» **CONSIGNE A**:
Dans les entrées, recopiez les lignes en commençant à celle qui contient "Would you please pick out the rippled" et en terminant à celle qui contient "point(200, 148)", les deux incluses. Changez "shaded foreground" en "shadowed foreground" et laissez tout le reste identique.

» **EXTRAIT DU DOCUMENT**:
★ ★ ★
05 juillet 2013 : Hommage à Rudolf Noureev au Théâtre du Châtelet (Paris)


laurencia
Ioanna Avraam dans Laurencia (chor. V. Chaboukiani)


Le Ballet de l'Opéra de Vienne, invité cette année des Etés de la danse, arrive à point nommé à Paris. Il y a bien sûr l'anniversaire Noureev, et ses cascades d'hommages obligés, mais il y a aussi des raisons plus franco-françaises. Manuel Legris a repris en 2010 la direction de la troupe viennoise et depuis, la presse française, qui l'ignorait jusqu'alors superbement comme elle sait si bien le faire, n'a cessé de nous en vanter les mérites - effet Opéra de Paris oblige -, quitte à sombrer parfois dans un manichéisme outrancier (le Ballet de Vienne sous Legris ou le passage de l'ombre à la lumière!?...). Dans un contexte plutôt défavorable pour la danse - Vienne demeure une capitale majeure pour l'opéra, pas pour le ballet -, Manuel Legris aurait ainsi réussi à dépoussiérer et à infuser un sang neuf à une compagnie certes bien implantée, mais réputée pour son conservatisme - faute suprême pour notre bonne presse. Marie-Antoinette, représenté en 2011 à l'Opéra royal de Versailles, avait certes donné à voir aux Français une superbe compagnie, mais le ballet de Patrick de Bana n'avait pas suffisamment d'épaisseur pour qu'on puisse en dire plus. Une longue tournée de trois semaines à Paris est donc une bonne occasion d'en découvrir davantage et de vérifier par soi-même tout le bien qu'on dit d'elle.

La tournée s'ouvrait tout naturellement sur un gala en hommage à Rudolf Noureev, dont Manuel Legris reste l'un des derniers disciples officiels, l'un des derniers fils spirituels revendiqués. Noureev, citoyen du monde, entretenait par ailleurs des liens particuliers avec Vienne : il y a beaucoup dansé et il y a notamment monté, en 1964, son fameux Lac des cygnes, filmé avec lui-même et Margot Fonteyn, ainsi que son premier Don Quichotte, en 1966. Plus anecdotique, Noureev avait acquis, à la fin de sa vie, la nationalité autrichienne.
★ ★ ★
» **CONSIGNE B**:
D'après l'extrait sur l'hommage à Noureev, ces affirmations sont-elles vraies ? (i) Manuel Legris dirige la troupe viennoise depuis 2010. (ii) Noureev a monté son premier Don Quichotte à Vienne en 1964. (iii) La tournée parisienne de la compagnie dure deux semaines.
★ ★ ★
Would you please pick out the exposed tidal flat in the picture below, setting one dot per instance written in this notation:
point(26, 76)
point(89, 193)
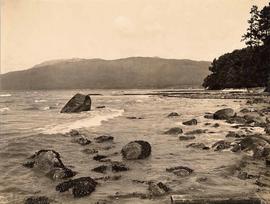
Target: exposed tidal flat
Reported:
point(212, 157)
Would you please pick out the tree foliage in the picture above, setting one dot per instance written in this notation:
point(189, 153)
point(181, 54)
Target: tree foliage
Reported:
point(247, 67)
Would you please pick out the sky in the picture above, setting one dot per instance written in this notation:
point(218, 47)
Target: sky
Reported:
point(34, 31)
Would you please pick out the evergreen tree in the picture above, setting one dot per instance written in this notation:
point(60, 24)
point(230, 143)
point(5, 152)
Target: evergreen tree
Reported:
point(252, 38)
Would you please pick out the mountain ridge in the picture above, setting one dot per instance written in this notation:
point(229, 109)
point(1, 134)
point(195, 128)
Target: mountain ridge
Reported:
point(124, 73)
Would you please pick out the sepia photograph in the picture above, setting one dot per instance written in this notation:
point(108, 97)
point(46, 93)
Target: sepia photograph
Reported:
point(135, 102)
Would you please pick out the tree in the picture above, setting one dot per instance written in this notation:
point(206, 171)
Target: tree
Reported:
point(252, 37)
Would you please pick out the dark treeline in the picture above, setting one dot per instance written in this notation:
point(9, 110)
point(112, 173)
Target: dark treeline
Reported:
point(247, 67)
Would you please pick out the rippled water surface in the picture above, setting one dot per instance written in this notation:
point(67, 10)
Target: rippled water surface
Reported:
point(31, 121)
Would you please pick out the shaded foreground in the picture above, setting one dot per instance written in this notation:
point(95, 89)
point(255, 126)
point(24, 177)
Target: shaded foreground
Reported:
point(200, 148)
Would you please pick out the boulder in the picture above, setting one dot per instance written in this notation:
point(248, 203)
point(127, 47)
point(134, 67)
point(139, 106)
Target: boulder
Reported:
point(173, 114)
point(157, 189)
point(37, 200)
point(196, 132)
point(174, 131)
point(77, 103)
point(198, 146)
point(138, 149)
point(181, 171)
point(80, 187)
point(186, 137)
point(81, 139)
point(103, 138)
point(220, 145)
point(191, 122)
point(49, 163)
point(224, 114)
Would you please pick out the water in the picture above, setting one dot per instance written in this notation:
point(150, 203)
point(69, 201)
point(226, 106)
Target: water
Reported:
point(31, 121)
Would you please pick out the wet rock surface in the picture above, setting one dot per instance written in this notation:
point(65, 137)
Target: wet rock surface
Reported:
point(224, 114)
point(191, 122)
point(37, 200)
point(180, 171)
point(174, 131)
point(49, 163)
point(80, 187)
point(138, 149)
point(77, 103)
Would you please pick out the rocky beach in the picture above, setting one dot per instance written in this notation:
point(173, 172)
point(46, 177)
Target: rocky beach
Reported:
point(136, 147)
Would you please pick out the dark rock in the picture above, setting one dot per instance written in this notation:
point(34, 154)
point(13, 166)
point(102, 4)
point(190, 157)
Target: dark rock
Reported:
point(224, 114)
point(216, 125)
point(196, 132)
point(138, 149)
point(101, 107)
point(191, 122)
point(119, 166)
point(220, 145)
point(234, 135)
point(157, 189)
point(37, 200)
point(209, 116)
point(180, 171)
point(174, 131)
point(81, 139)
point(198, 146)
point(77, 103)
point(267, 129)
point(187, 137)
point(49, 163)
point(80, 187)
point(90, 151)
point(100, 169)
point(99, 157)
point(173, 114)
point(104, 138)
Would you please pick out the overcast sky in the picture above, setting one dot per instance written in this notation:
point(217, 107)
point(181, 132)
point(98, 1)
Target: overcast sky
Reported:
point(33, 31)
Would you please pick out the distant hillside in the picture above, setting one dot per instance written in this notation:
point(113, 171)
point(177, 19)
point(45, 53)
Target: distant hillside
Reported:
point(134, 72)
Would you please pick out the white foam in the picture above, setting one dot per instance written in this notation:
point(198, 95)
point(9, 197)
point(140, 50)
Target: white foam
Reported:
point(96, 120)
point(5, 95)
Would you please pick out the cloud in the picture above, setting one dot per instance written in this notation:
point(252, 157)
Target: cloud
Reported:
point(124, 25)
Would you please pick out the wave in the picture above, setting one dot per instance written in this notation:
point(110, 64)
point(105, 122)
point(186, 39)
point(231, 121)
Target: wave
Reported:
point(40, 101)
point(96, 120)
point(5, 109)
point(5, 95)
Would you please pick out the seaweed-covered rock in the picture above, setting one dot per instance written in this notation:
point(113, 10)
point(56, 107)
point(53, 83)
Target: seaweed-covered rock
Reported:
point(198, 146)
point(186, 137)
point(104, 138)
point(77, 103)
point(157, 189)
point(49, 163)
point(181, 171)
point(190, 122)
point(221, 145)
point(174, 131)
point(138, 149)
point(224, 114)
point(37, 200)
point(173, 114)
point(80, 187)
point(196, 132)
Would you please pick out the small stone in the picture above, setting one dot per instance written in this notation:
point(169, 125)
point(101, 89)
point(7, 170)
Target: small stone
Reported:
point(191, 122)
point(174, 131)
point(173, 114)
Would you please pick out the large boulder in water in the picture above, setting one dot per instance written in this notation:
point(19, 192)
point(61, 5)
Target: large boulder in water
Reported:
point(138, 149)
point(49, 163)
point(77, 103)
point(80, 187)
point(224, 114)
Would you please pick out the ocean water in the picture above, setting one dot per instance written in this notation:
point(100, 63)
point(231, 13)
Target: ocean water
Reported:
point(31, 120)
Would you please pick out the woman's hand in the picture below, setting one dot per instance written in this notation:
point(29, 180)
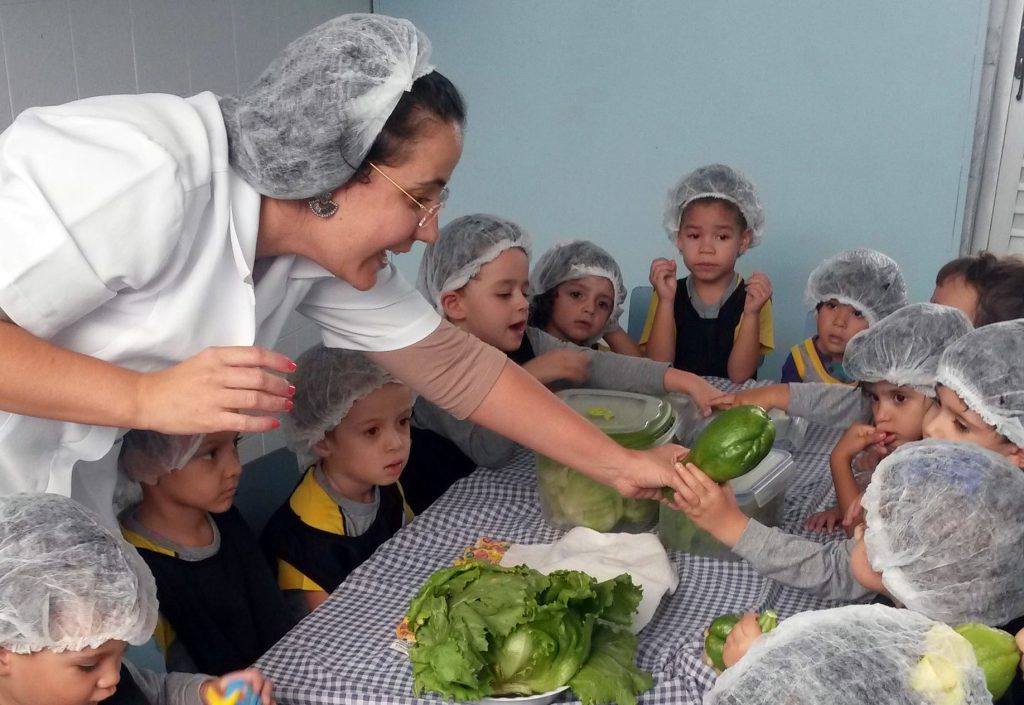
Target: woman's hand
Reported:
point(210, 391)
★ ★ ★
» **CORRIGÉ A**:
Would you please pick out the rippled water surface in the picture above, setting one dot per instance written in this notation:
point(67, 10)
Target: rippled water surface
Reported:
point(31, 121)
Would you please pick out the shadowed foreground in the picture above, setting one dot per instance written in this notation:
point(95, 89)
point(255, 126)
point(24, 177)
Target: shadowed foreground
Reported:
point(200, 148)

» **CORRIGÉ B**:
(i) Oui : « Manuel Legris a repris en 2010 la direction de la troupe viennoise ».
(ii) Non : « ainsi que son premier Don Quichotte, en 1966 ».
(iii) Non : « Une longue tournée de trois semaines à Paris ».